WRITTEN EXERCISE 1: Locate every line in the records that contains the string "white", and copy each such line. Case counts.

SOURCE EXCERPT:
⟨

Using writing, and meditation, and ice cream, and reading, and dreams,

and a whole lot of other tools to rediscover who I am,

after six years living with a man with OCPD.

Saturday, October 15, 2011

Growing Up Hoarded, Part 3:
Thalia from Tetanus Burger Answers Questions

Metal runs via Tetanus Burger.  Used by permission.
As of October 2011: 
38 trips to the scrap yard;
16.5 tons of metal removed; 
Not counting old cars. 

What would you do if you inherited not simply a houseful of hoard, but an entire junkyard?  (To read Part 1, click here; Part 2, click here.)

Thalia and her sister Tara have been blogging about their experiences cleaning up their father's junkyard - and garages - and work areas - since June 2010.

The shows you may see on TV focus mainly on two things: a kind of train wreck fascination with the visual scope of the (worst) hoards covered, and the anguish the hoarder endures trying to give up any little piece of his/her "treasure."

What is rarely touched upon is what growing up in a hoard does to the children.  How does it impact them socially?  Do they inherit the distorted thinking that "there's a use for that," for everything?  Are they angry, hurt, confused?

Thalia of Tetanus Burger, for whom I hold more admiration for her courage and raw honesty than I can ever express in words, agreed to this e-interview in hopes of shedding a little more light on this issue.  To help those children and teenagers who are even now living with a hoarding parent, and wondering if something is wrong with them.


7) You and your sister share writing and photography duties on the blog. Have there been times when the hoard (or the blog) has strained the relationship between you, or has it made you closer than perhaps you might have been otherwise?

The blog does not strain our relationship because I am very careful about what I write on it. 

Rusty Jones makes an appearance on Tetanus Burger
whenever an old car is towed away.
8) On a lighter note, tell me about your jones for Rusty Jones, your red-headed, handle-bar mustached cutey mascot. How was he “born,” and if you ever saw him walking towards you in the flesh, would you flee in terror, or run up and embrace him?

⟩

EXTRACTED DATA:

⟨

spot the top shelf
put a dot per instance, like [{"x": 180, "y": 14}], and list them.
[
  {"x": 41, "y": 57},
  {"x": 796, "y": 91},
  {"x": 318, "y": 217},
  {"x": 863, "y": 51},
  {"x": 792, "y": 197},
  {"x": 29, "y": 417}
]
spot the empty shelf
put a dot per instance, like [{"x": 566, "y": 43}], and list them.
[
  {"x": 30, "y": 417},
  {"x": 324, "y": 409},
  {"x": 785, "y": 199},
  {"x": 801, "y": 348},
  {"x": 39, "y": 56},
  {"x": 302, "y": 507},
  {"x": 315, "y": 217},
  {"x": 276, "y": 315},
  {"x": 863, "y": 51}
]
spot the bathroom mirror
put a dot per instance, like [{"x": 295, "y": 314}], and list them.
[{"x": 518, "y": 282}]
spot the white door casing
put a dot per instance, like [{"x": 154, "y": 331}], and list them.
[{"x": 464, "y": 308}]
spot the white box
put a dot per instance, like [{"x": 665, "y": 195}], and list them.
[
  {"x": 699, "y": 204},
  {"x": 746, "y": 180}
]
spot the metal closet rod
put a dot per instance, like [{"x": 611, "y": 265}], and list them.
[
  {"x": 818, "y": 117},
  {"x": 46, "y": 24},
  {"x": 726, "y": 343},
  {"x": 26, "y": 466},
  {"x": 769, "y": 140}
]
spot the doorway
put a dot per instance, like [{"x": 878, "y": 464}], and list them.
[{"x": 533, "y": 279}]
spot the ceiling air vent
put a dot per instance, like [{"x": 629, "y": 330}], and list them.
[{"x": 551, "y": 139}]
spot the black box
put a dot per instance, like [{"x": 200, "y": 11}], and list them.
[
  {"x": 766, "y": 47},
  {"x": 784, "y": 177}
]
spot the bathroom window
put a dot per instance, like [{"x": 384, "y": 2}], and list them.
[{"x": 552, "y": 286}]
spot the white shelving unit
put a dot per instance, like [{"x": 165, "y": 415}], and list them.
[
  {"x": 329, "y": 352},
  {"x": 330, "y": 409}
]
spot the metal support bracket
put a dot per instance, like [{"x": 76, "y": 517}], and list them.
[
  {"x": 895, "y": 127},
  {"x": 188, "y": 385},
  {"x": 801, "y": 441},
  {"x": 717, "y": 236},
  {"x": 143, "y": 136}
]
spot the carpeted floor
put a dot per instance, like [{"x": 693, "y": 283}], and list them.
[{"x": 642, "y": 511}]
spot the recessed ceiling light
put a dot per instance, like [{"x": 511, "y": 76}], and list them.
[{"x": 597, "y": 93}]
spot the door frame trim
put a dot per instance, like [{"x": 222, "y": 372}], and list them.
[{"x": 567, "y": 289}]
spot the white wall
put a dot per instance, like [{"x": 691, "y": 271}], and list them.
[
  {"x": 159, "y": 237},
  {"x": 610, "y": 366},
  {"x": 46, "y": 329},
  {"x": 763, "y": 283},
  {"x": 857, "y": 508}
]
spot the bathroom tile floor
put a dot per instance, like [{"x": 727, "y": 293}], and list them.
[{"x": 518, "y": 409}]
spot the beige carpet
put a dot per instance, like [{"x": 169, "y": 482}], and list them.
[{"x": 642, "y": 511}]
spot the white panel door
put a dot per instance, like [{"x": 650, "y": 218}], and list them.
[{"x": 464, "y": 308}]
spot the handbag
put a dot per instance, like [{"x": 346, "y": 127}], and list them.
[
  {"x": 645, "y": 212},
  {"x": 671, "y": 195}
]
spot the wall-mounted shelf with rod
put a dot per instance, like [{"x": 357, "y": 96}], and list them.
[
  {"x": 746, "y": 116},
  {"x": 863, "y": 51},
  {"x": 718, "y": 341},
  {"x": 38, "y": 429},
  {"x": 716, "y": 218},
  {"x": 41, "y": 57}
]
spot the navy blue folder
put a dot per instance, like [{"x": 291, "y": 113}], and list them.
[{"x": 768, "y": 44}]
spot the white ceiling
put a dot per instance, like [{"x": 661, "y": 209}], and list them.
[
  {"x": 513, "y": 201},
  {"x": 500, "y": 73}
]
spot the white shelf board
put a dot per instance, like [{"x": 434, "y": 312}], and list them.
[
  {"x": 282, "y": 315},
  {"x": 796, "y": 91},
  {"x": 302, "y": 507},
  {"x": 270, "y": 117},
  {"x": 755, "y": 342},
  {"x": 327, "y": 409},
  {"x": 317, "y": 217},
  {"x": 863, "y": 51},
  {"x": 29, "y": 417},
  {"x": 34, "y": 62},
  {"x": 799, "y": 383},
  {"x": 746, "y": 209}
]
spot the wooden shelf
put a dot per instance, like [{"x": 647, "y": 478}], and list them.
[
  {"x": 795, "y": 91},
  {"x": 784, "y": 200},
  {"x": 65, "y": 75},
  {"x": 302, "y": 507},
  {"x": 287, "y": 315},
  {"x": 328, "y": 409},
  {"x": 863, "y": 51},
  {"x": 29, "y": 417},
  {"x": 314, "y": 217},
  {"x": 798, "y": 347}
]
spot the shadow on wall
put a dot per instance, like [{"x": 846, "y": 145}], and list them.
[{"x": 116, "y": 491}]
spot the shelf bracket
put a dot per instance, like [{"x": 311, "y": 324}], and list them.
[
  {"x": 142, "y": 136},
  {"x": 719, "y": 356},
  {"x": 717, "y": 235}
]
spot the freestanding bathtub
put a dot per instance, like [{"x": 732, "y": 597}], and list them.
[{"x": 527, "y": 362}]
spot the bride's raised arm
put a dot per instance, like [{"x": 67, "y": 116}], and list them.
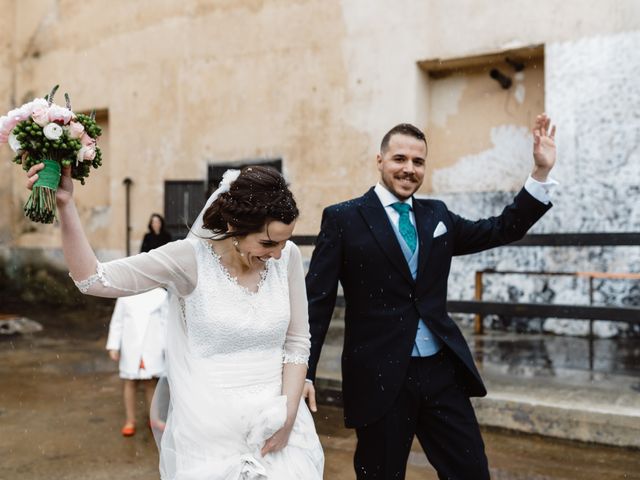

⟩

WRITTEN EXERCISE 2:
Answer these questions from the post about growing up hoarded:
(a) As of October 2011, how many tons of metal had been removed?
(b) Since when have Thalia and her sister Tara been blogging about cleaning up their father's junkyard?
(c) When does Rusty Jones make an appearance on Tetanus Burger?

EXERCISE RESPONSE 1:
spot the white door casing
spot the white box
spot the white shelving unit
spot the white wall
spot the white panel door
spot the white ceiling
spot the white shelf board

EXERCISE RESPONSE 2:
(a) 16.5 tons
(b) Since June 2010
(c) Whenever an old car is towed away